Text segment:
══════════
We have been told that district courts have broad discretion in selecting habeas remedies, Hilton v. Braunskill, 481 U.S. 770, 775, 107 S.Ct. 2113, 95 L.Ed.2d 724 (1987), so that should have been the end of it. But a panel of our court knows better; it holds that the district court abused its discretion by ordering mere resentencing. Op. 426. In the panel’s estimation, nothing short of vacating Johnson’s guilty plea will do. Id. at 426-28. Not only does this make mincemeat of the Supreme Court’s firm instruction that the choice of habeas remedy rests with the district court; it also tramples several established procedural rules, mucking up our law on exhaustion of remedies and amendment of habeas petitions. There certainly was abuse of discretion in this case, but it was committed by our panel, not the district court.
══════════
[Items listed in a dataset]
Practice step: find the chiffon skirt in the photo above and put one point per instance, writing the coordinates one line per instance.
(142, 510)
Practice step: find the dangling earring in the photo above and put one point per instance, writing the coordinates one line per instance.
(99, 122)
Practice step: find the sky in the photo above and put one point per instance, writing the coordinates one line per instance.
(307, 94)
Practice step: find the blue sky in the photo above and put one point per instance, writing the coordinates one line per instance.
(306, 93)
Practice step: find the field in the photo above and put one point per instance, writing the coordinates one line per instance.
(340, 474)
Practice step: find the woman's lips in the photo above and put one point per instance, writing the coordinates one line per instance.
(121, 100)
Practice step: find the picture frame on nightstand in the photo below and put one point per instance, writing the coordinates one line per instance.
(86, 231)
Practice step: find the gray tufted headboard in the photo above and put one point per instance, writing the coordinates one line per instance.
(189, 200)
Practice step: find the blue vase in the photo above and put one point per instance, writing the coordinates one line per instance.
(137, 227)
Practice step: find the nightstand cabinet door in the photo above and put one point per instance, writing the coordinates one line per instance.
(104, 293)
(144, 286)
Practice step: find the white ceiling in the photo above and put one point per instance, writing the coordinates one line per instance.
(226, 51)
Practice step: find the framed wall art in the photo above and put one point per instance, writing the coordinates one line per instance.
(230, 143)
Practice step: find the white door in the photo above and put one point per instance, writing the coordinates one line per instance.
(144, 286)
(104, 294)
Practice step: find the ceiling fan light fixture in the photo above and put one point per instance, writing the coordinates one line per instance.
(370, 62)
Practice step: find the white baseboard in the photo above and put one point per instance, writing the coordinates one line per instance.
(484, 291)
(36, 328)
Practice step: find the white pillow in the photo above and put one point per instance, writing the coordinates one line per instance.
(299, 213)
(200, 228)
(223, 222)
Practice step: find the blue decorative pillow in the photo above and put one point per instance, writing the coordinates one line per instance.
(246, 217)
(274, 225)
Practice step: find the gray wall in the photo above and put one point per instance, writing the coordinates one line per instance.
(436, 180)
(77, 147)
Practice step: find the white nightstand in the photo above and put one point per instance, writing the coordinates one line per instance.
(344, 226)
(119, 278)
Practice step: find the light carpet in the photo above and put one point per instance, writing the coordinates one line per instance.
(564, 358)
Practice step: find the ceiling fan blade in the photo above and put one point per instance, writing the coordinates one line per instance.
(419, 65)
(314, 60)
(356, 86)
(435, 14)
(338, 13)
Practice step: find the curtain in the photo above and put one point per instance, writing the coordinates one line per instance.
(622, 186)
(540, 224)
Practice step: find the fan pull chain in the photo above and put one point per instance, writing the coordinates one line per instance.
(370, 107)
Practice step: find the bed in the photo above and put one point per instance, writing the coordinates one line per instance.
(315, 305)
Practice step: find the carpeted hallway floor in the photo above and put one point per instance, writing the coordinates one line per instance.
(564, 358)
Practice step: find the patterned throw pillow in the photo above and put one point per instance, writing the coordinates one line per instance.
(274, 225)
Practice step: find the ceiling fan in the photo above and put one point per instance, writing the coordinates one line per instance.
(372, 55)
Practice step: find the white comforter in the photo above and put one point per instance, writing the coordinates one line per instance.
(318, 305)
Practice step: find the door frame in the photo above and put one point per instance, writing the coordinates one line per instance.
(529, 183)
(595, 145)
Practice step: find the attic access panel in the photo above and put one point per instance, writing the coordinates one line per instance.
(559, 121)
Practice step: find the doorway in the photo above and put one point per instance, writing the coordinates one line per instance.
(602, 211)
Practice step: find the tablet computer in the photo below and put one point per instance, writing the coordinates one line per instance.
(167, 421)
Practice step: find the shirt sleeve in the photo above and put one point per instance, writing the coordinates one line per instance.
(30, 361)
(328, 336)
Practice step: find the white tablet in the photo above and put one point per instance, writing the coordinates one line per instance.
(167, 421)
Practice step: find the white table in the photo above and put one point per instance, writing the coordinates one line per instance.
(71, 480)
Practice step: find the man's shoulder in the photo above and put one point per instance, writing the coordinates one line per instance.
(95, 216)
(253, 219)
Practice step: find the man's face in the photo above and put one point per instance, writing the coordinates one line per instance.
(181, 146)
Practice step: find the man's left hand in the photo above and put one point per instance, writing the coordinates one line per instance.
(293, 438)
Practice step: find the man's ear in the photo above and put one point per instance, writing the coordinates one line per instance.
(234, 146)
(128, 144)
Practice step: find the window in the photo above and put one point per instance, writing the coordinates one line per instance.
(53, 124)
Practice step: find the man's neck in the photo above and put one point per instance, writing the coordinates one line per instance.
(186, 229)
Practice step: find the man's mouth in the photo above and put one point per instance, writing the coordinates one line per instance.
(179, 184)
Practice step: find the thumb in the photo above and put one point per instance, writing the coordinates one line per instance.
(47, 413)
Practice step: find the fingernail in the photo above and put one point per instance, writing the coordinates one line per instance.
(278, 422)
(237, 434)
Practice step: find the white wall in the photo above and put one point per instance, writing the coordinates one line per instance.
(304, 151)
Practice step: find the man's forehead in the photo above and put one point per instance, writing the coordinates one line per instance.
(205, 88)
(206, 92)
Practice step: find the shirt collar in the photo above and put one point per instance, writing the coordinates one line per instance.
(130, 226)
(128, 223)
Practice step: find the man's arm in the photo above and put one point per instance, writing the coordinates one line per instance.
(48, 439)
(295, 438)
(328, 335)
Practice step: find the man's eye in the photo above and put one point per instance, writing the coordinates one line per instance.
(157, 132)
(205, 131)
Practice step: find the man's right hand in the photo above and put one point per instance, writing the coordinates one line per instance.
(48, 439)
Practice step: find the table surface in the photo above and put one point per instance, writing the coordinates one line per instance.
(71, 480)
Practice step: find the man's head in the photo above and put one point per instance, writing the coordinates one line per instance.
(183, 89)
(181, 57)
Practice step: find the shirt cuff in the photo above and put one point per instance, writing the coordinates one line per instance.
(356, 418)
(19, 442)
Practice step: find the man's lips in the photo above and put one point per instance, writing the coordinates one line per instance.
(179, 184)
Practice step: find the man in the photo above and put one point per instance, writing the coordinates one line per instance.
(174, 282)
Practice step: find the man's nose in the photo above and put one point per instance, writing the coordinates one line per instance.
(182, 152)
══════════
The exercise:
Reproduce the stretch of the text on habeas remedies from "We have been" through "the district court.". These rows have no connection to the text on habeas remedies.

Worked answer:
We have been told that district courts have broad discretion in selecting habeas remedies, Hilton v. Braunskill, 481 U.S. 770, 775, 107 S.Ct. 2113, 95 L.Ed.2d 724 (1987), so that should have been the end of it. But a panel of our court knows better; it holds that the district court abused its discretion by ordering mere resentencing. Op. 426. In the panel’s estimation, nothing short of vacating Johnson’s guilty plea will do. Id. at 426-28. Not only does this make mincemeat of the Supreme Court’s firm instruction that the choice of habeas remedy rests with the district court; it also tramples several established procedural rules, mucking up our law on exhaustion of remedies and amendment of habeas petitions. There certainly was abuse of discretion in this case, but it was committed by our panel, not the district court.